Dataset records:
+-------+
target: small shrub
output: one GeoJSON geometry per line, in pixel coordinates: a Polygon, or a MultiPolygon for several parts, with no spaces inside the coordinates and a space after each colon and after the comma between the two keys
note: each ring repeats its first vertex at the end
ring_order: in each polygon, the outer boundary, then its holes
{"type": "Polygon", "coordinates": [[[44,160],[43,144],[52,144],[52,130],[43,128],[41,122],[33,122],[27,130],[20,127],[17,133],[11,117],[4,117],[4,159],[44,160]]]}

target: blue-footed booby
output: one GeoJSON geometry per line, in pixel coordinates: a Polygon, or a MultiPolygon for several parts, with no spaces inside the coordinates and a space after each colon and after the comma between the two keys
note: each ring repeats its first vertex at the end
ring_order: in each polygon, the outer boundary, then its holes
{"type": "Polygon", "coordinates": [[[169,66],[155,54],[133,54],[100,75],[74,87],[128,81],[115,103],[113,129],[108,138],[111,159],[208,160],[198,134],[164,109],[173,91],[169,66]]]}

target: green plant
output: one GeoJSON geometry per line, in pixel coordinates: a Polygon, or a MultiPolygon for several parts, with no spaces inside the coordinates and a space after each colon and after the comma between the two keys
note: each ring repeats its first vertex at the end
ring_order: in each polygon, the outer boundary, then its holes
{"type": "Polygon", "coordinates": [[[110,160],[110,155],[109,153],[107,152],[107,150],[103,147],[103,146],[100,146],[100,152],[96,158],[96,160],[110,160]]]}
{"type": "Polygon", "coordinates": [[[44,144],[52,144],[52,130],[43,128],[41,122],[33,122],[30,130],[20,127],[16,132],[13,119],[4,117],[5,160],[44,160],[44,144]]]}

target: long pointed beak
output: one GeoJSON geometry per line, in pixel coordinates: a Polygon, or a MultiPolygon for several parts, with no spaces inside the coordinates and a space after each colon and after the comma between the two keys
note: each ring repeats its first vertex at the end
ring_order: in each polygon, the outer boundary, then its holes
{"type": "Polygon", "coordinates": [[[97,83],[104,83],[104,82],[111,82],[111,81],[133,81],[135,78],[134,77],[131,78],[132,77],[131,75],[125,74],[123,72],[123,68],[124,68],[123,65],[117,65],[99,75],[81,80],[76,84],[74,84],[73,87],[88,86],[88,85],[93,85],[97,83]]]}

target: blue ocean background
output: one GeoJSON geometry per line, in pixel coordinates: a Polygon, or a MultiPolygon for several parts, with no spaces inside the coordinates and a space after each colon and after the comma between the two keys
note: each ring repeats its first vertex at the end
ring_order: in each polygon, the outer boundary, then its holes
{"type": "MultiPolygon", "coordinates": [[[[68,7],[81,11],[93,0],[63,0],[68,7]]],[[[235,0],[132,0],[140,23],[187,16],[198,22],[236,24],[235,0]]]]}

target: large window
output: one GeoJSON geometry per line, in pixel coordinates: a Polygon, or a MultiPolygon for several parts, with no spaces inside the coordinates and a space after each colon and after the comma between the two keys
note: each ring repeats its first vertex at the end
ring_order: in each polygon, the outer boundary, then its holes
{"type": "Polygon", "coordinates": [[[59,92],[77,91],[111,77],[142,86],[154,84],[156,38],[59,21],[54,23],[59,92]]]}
+-------+
:: Given request ::
Write out all of the rows above again, substituting "exterior ring" for every occurrence of "outer boundary" and changing nothing else.

:: The solution ::
target: small shrub
output: one GeoJSON geometry per line, in pixel coordinates: a Polygon, or a MultiPolygon for several parts, with no spaces inside the coordinates and a space after each colon and after the comma between the two keys
note: each ring repeats its first vertex at the end
ring_order: in each polygon, the exterior ring, then its holes
{"type": "Polygon", "coordinates": [[[44,160],[43,144],[52,144],[52,130],[43,128],[41,122],[33,122],[27,130],[20,127],[17,133],[11,117],[4,117],[4,159],[44,160]]]}

target: blue-footed booby
output: one GeoJSON geometry per line, in pixel coordinates: a Polygon, or a MultiPolygon for several parts, with no spaces inside the coordinates and a space after each colon and after the comma between the two keys
note: each ring repeats its first vertex at the end
ring_order: in each polygon, the exterior ring, then its holes
{"type": "Polygon", "coordinates": [[[169,66],[155,54],[133,54],[100,75],[74,87],[128,81],[115,103],[113,129],[108,138],[111,159],[208,160],[198,134],[164,109],[173,91],[169,66]]]}

target: green plant
output: one GeoJSON geometry per line, in pixel coordinates: a Polygon, or a MultiPolygon for several parts, with no spaces inside the coordinates and a space after each colon and after the comma between the two keys
note: each ring repeats its first vertex at the end
ring_order: in each polygon, the exterior ring, then its holes
{"type": "Polygon", "coordinates": [[[110,160],[110,155],[109,153],[107,152],[107,150],[103,147],[103,146],[100,146],[100,152],[96,158],[96,160],[110,160]]]}
{"type": "Polygon", "coordinates": [[[44,144],[52,144],[52,130],[43,128],[41,122],[33,122],[30,130],[20,127],[16,132],[13,119],[4,117],[5,160],[44,160],[44,144]]]}

target: long pointed beak
output: one GeoJSON geometry per line, in pixel coordinates: a Polygon, or a MultiPolygon for several parts, with no spaces inside the coordinates and a space after each colon and after the comma between the two keys
note: each ring repeats its first vertex at the end
ring_order: in each polygon, the exterior ring, then its holes
{"type": "Polygon", "coordinates": [[[97,83],[104,83],[104,82],[111,82],[111,81],[133,81],[135,78],[134,77],[131,78],[132,77],[131,75],[125,74],[123,72],[123,68],[124,68],[123,65],[117,65],[99,75],[81,80],[76,84],[74,84],[73,87],[88,86],[88,85],[93,85],[97,83]]]}

target: blue ocean background
output: one GeoJSON geometry per line, in pixel coordinates: a Polygon, or a MultiPolygon for several parts, with no spaces inside the coordinates and a space after each colon and after the comma between the two keys
note: each ring repeats its first vertex at the end
ring_order: in each polygon, the exterior ring, then its holes
{"type": "MultiPolygon", "coordinates": [[[[68,7],[81,11],[93,0],[63,0],[68,7]]],[[[235,0],[132,0],[140,23],[187,16],[198,22],[236,24],[235,0]]]]}

target: large window
output: one GeoJSON geometry per line, in pixel coordinates: a Polygon, or a MultiPolygon for several parts, with no spaces inside the coordinates and a space after each colon and after the comma between the two keys
note: each ring repeats its first vertex at the end
ring_order: in each polygon, the exterior ring, then its holes
{"type": "Polygon", "coordinates": [[[59,92],[77,91],[111,77],[142,86],[154,84],[156,38],[59,21],[54,23],[59,92]]]}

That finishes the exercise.